What is a repository rule?

A repository rule is a special function that can be used in a WORKSPACE file to define an external workspace. You've probably used http_archive and git_repository already. These are repository rules that ship with Bazel.

Much like regular rules, you can define a repository rule by calling a special function (repository_rule) and providing an implementation function and a number of attributes. Once defined, the rule may be used in a WORKSPACE file or a function called from WORKSPACE. Bazel will call a repository rule's implementation function when a file is needed in an external workspace defined with that repository rule.

Let's start with a small example. Create a file named deps.bzl with the hello_repo repository rule below. This can be used to create an external workspace with a file named hello.txt that contains a custom message.

def _hello_repo_impl(ctx):
    ctx.file("hello.txt", ctx.attr.message)
    ctx.file("BUILD.bazel", 'exports_files(["hello.txt"])')

hello_repo = repository_rule(
    implementation = _hello_repo_impl,
    attrs = {
        "message": attr.string(
            mandatory = True,
        ),
    },
)

Now create a WORKSPACE file that defines an external workspace using hello_repo.

load("//:deps.bzl", "hello_repo")

hello_repo(
    name = "hello",
    message = "Hello, world!",
)

Finally, create an empty BUILD.bazel file in the same directory.

Run the command bazel build @hello//:hello.txt. Bazel will evaluate the repository rule, which will create a directory tree inside Bazel's cache. To see the result of this, run bazel info output_base to get the main output directory, then look in the external/hello subdirectory.

$ cd $(bazel info output_base)/external/hello
$ ls
BUILD.bazel  hello.txt  WORKSPACE
$ cat hello.txt
Hello, world!

Repository rules have a number of important differences compared with regular rules. The ctx parameter is a repository_ctx, which has a very different API. repository_ctx lets you download files, execute commands, and access the file system.

Another important difference is that repository rules are evaluated during the loading phase, rather than the analysis phase. This means (among many other things) that repository rules cannot create actions or depend on files created by actions. The Bazel documentation has more information.

go_download rule

Let's define a rule that downloads a Go distribution, then installs a custom build file. This will be defined in a new file within rules_go_simple, //internal:repo.bzl.

We'll start with the rule declaration:

go_download = repository_rule(
    implementation = _go_download_impl,
    attrs = {
        "urls": attr.string_list(
            mandatory = True,
            doc = "List of mirror URLs for a Go distribution archive",
        ),
        "sha256": attr.string(
            mandatory = True,
            doc = "Expected SHA-256 sum of the downloaded archive",
        ),
        "goos": attr.string(
            mandatory = True,
            values = ["darwin", "linux", "windows"],
            doc = "Host operating system for the Go distribution",
        ),
        "goarch": attr.string(
            mandatory = True,
            values = ["amd64"],
            doc = "Host architecture for the Go distribution",
        ),
        "_build_tpl": attr.label(
            default = "@rules_go_simple//internal:BUILD.dist.bazel.tpl",
        ),
    },
    doc = "Downloads a standard Go distribution and installs a build file",
)

This definition references our implementation function (_go_download_impl, which we'll see in a moment) and defines a number of attributes.

==================================================

_Written problem A_.
Translate this sentence from the Bazel repository rule tutorial into Spanish: "Another important difference is that repository rules are evaluated during the loading phase, rather than the analysis phase."
_Written problem B_.
Write the next part of the Bazel repository rule tutorial, starting right after its final sentence.
The data below comes from a separate source.

_Information supplied_.
==================================================

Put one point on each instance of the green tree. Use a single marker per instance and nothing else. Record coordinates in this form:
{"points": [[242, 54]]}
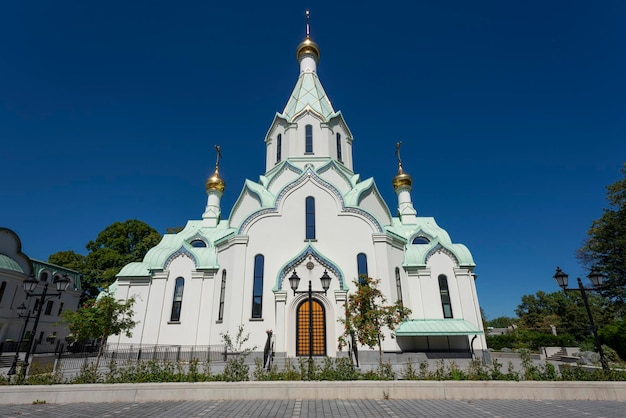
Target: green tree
{"points": [[502, 322], [68, 259], [117, 245], [605, 246], [366, 315], [99, 319], [565, 311]]}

==================================================

_Exercise answer A_.
Otra diferencia importante es que las reglas de repositorio se evalúan durante la fase de carga, en lugar de la fase de análisis.

_Exercise answer B_.
Let's look at the implementation function next. I've omitted the code that generates constraints for brevity; we'll cover it in the next article.

def _go_download_impl(ctx):
    # Download the Go distribution.
    ctx.report_progress("downloading")
    ctx.download_and_extract(
        ctx.attr.urls,
        sha256 = ctx.attr.sha256,
        stripPrefix = "go",
    )

    # Add a build file to the repository root directory.
    # We need to fill in some template parameters, based on the platform.
    constraint_str = ... # omitted for brevity

    substitutions = {
        "{goos}": ctx.attr.goos,
        "{goarch}": ctx.attr.goarch,
        "{exe}": ".exe" if ctx.attr.goos == "windows" else "",
        "{exec_constraints}": constraint_str,
        "{target_constraints}": constraint_str,
    }
    ctx.template(
        "BUILD.bazel",
        ctx.attr._build_tpl,
        substitutions = substitutions,
    )

We first call ctx.download_and_extract. This method downloads an archive (which may be .zip, .tar.gz, or a number of other formats), verifies its SHA-256 sum, and extracts it into the workspace directory.

Next, we'll call ctx.template. This method loads a template (which may be a file or a string), performs a number of string substitutions, then writes the content to a file. Note that if you ever want to just copy a file, you can call ctx.template without any substitutions.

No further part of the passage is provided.